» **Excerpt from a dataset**
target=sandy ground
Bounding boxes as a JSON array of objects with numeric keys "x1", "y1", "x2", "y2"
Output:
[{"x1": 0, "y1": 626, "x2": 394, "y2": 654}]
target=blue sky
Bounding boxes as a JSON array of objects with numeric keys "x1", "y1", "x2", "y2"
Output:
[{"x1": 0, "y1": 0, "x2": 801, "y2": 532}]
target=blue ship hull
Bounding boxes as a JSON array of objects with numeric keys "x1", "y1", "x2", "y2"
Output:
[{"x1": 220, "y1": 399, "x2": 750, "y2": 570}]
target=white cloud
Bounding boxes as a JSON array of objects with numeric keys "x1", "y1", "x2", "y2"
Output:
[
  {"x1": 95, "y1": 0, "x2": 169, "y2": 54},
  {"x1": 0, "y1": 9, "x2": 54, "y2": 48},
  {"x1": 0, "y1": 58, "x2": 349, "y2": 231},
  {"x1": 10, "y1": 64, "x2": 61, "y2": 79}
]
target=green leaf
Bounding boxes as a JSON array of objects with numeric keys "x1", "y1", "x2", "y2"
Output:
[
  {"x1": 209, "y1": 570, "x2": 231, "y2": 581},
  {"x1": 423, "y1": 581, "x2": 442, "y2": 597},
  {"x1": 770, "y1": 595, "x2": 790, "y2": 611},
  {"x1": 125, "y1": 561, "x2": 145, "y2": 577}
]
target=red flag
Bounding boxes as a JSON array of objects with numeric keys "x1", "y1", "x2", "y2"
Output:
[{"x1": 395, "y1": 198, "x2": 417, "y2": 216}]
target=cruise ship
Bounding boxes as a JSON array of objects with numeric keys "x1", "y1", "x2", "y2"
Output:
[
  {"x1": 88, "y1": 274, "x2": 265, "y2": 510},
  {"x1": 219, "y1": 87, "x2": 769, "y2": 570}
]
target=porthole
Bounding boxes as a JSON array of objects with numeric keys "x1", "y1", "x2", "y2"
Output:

» **STATED PROBLEM**
How many lines in the listing above contain the word "ship", matching case exactly? Reply with the number alone.

» **SOLUTION TO THE PROBLEM**
2